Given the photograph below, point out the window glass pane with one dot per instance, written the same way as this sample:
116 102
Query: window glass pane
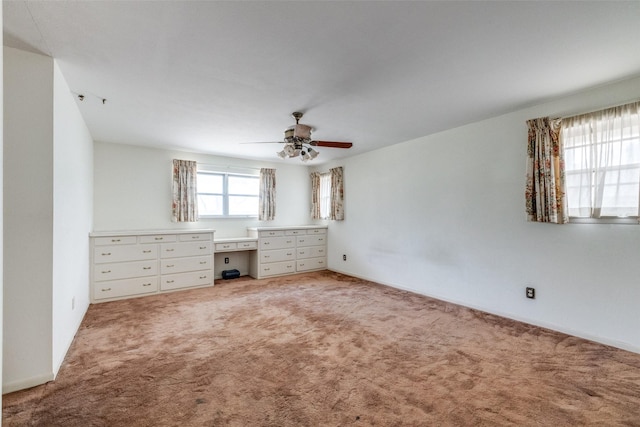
210 205
602 162
243 205
210 183
244 185
325 195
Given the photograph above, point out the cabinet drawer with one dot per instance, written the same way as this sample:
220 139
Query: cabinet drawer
120 253
158 238
180 265
277 255
248 245
125 270
311 240
226 246
114 240
174 250
185 280
277 268
195 237
123 288
272 233
311 264
277 242
311 252
317 231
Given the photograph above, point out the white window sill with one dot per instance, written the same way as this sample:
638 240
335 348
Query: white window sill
607 220
227 216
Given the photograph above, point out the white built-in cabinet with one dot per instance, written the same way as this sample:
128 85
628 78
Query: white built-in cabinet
129 264
288 250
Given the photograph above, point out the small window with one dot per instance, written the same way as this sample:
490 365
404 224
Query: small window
227 195
602 164
325 195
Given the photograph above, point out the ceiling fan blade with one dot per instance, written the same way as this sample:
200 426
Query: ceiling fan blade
333 144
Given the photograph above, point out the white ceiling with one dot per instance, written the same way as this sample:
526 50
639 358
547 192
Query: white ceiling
208 76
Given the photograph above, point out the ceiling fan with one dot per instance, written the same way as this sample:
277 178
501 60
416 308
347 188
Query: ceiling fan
298 142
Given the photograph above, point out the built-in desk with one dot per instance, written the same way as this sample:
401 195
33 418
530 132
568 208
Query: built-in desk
233 253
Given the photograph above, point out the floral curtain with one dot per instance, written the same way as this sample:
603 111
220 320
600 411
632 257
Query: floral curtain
337 194
545 188
267 199
315 196
184 191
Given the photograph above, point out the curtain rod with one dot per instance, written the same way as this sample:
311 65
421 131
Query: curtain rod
600 109
228 167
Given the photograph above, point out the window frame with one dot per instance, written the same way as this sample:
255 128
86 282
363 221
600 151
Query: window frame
226 194
631 219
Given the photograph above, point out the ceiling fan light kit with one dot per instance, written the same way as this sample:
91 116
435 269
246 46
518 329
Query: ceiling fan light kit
297 140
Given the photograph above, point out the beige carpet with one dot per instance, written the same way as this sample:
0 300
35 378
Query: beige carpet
324 349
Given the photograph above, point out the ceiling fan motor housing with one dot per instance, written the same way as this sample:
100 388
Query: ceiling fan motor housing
298 132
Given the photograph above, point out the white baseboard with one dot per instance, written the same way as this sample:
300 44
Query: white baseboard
27 383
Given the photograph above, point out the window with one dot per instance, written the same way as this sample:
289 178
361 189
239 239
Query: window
227 195
325 195
602 163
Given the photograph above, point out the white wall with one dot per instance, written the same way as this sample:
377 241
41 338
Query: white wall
72 216
132 190
1 199
48 168
28 219
443 215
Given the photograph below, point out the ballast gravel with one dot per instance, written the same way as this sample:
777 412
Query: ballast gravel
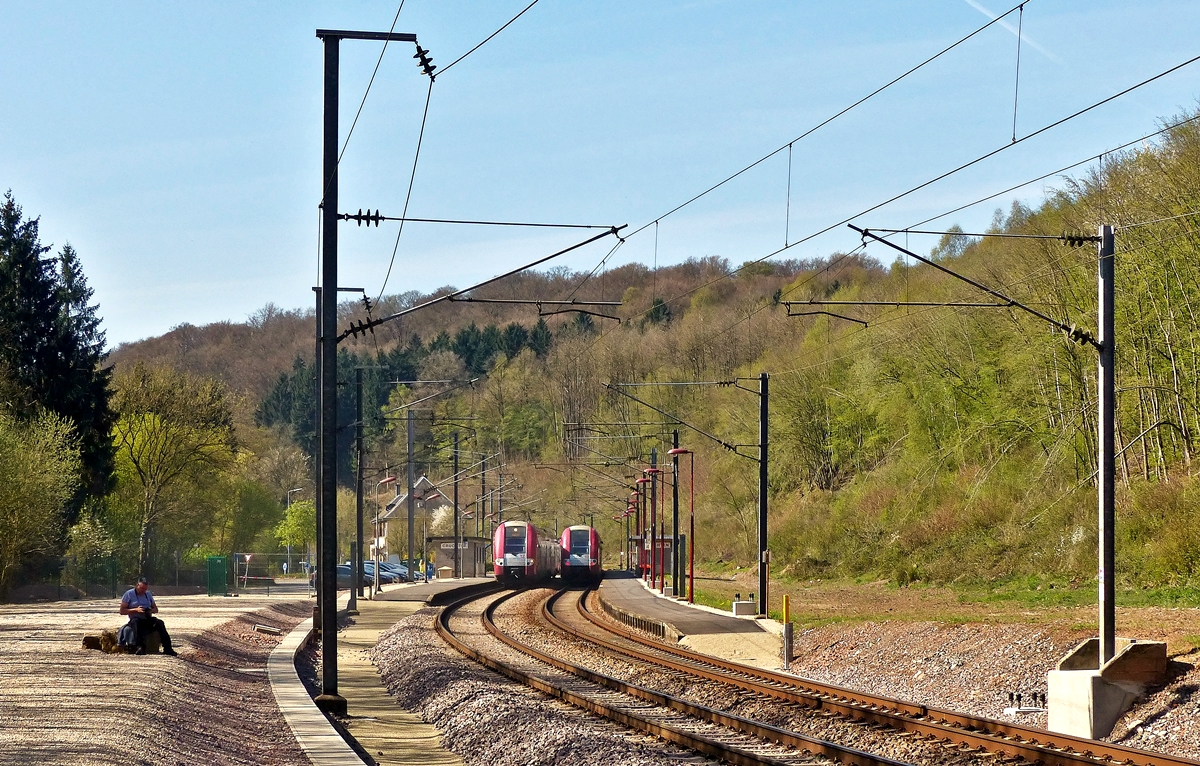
970 668
64 704
490 719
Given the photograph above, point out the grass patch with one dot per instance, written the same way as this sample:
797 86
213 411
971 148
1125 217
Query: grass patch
1029 591
712 599
1165 596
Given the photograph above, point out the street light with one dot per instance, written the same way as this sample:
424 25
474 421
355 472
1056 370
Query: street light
288 566
655 538
691 520
375 549
641 527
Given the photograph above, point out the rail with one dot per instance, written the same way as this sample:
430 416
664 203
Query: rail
708 746
995 736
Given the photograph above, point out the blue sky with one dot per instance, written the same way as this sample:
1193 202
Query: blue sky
178 147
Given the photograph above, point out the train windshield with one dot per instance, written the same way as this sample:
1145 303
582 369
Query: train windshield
514 540
580 542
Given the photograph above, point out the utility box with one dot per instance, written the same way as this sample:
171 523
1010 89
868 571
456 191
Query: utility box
219 575
473 555
742 609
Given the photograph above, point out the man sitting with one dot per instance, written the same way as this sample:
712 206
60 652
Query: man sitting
138 603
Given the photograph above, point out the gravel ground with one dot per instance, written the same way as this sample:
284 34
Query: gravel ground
522 617
490 719
970 668
63 704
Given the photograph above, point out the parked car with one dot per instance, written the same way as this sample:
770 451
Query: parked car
385 575
345 578
401 570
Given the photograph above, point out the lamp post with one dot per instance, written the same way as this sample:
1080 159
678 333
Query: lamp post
642 526
691 519
658 574
299 489
631 527
375 549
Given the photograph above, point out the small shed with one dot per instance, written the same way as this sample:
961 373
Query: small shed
474 555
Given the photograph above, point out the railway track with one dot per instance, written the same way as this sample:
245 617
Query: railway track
953 729
718 734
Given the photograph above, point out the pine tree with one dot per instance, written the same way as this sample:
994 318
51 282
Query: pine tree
52 348
540 339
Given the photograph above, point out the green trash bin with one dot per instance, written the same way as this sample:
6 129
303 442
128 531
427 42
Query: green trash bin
219 580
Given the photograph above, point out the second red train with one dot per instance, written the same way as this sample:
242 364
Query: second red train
522 555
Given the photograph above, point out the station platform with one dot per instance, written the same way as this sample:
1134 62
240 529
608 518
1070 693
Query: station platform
703 629
389 734
629 592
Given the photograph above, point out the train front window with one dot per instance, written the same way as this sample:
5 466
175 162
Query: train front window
514 540
580 542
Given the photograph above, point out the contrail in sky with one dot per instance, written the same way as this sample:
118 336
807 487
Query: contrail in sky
1025 37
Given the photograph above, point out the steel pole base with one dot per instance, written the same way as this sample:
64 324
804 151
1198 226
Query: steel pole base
333 704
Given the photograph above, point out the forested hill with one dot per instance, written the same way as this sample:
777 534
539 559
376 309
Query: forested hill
915 442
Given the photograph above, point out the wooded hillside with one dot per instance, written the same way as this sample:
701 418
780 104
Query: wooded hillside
939 443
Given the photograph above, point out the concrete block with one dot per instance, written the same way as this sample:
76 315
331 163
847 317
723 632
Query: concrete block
1083 704
1086 700
1143 663
744 609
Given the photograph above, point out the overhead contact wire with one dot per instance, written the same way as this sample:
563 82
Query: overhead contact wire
408 196
486 40
829 119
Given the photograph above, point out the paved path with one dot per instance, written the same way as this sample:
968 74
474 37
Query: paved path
388 732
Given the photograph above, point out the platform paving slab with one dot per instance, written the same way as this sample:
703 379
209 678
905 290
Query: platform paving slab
384 730
388 732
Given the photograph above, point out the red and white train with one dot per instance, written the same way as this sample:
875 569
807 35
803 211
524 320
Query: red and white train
582 558
523 555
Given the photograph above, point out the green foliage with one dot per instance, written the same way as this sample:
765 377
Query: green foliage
40 465
299 526
946 444
52 349
171 428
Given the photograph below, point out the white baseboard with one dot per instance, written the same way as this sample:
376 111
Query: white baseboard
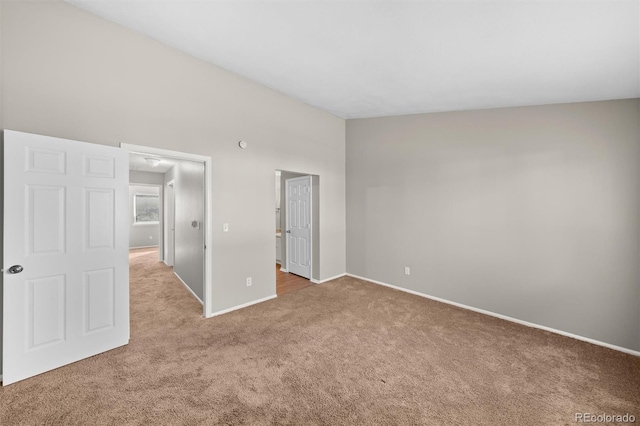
328 279
188 288
244 305
504 317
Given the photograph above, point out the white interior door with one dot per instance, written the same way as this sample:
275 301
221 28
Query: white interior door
171 224
299 225
66 225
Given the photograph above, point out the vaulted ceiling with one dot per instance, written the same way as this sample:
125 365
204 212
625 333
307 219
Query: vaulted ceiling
378 58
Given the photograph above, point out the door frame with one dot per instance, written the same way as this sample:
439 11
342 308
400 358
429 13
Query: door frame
286 200
207 303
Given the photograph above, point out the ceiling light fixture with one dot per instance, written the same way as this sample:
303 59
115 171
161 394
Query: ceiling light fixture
153 162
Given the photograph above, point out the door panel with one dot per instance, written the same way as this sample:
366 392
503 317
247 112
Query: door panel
65 222
299 226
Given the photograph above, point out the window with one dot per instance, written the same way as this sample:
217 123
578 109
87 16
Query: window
146 208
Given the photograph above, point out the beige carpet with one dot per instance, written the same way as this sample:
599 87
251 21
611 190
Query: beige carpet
344 352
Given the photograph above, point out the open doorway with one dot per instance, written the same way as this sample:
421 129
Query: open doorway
184 216
297 230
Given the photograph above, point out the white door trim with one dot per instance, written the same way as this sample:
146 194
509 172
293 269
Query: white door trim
287 213
208 193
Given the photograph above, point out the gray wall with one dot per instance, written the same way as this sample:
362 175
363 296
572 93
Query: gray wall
73 75
528 212
142 234
189 241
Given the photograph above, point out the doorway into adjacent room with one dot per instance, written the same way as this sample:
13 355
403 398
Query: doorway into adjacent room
183 216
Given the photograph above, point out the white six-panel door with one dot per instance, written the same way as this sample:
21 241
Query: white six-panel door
298 199
66 225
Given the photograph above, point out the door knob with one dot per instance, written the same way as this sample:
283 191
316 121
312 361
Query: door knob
15 269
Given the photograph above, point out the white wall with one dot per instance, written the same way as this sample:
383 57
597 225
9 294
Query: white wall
530 212
142 234
74 75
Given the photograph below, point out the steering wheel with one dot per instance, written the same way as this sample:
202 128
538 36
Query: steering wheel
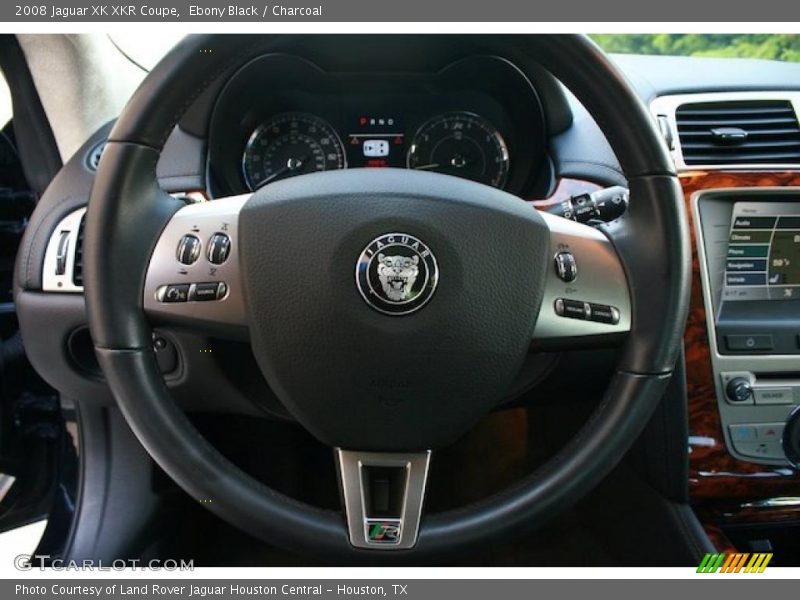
333 276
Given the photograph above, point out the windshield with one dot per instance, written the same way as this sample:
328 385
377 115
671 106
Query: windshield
784 47
144 51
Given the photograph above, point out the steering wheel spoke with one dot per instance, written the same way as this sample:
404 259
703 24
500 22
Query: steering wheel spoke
586 299
194 277
383 495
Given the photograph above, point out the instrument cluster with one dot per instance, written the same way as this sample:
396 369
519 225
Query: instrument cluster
281 116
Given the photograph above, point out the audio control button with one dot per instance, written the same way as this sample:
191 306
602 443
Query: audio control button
175 293
777 395
572 309
219 246
188 249
739 391
566 266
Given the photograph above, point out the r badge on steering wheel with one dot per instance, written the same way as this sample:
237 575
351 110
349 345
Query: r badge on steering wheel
396 274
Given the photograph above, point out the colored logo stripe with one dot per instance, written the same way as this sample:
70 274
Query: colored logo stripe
734 563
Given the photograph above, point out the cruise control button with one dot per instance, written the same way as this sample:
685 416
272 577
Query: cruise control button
204 292
188 249
176 293
604 314
572 309
219 246
566 267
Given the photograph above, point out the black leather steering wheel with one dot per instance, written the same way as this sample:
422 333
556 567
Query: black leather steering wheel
460 323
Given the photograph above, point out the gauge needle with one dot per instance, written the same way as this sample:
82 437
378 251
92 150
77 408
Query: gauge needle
293 164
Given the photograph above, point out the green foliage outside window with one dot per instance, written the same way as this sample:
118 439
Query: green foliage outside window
783 46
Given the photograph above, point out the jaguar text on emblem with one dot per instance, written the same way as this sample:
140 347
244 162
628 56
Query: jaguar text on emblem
396 274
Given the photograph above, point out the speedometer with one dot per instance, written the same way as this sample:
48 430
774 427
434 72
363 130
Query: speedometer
290 144
461 144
--------
▶ What to do
Output the line holding "Given the photograph above, point out the gauge", then every later line through the end of the records above, exactly as given and nothing else.

▶ Response for this exercise
Given the photograph above, point out the gauge needle with one dot per instance, written the same way as this sample:
82 437
378 251
92 150
77 408
Query: gauge needle
293 164
Given the photograph above, point out the green foliage outside window with one dot per instance, written the same way as this sample:
118 439
Query: green foliage outside window
783 46
Given the photograph above, point out the jaguar text on emblem with one dot per instance, written the same way as this sample:
140 347
244 162
628 56
Query: jaguar text on emblem
396 274
Given the photograph above, point out the speedometer with one dot per instance, written the same way as this sample:
48 430
774 427
434 72
363 130
Query: speedometer
290 144
461 144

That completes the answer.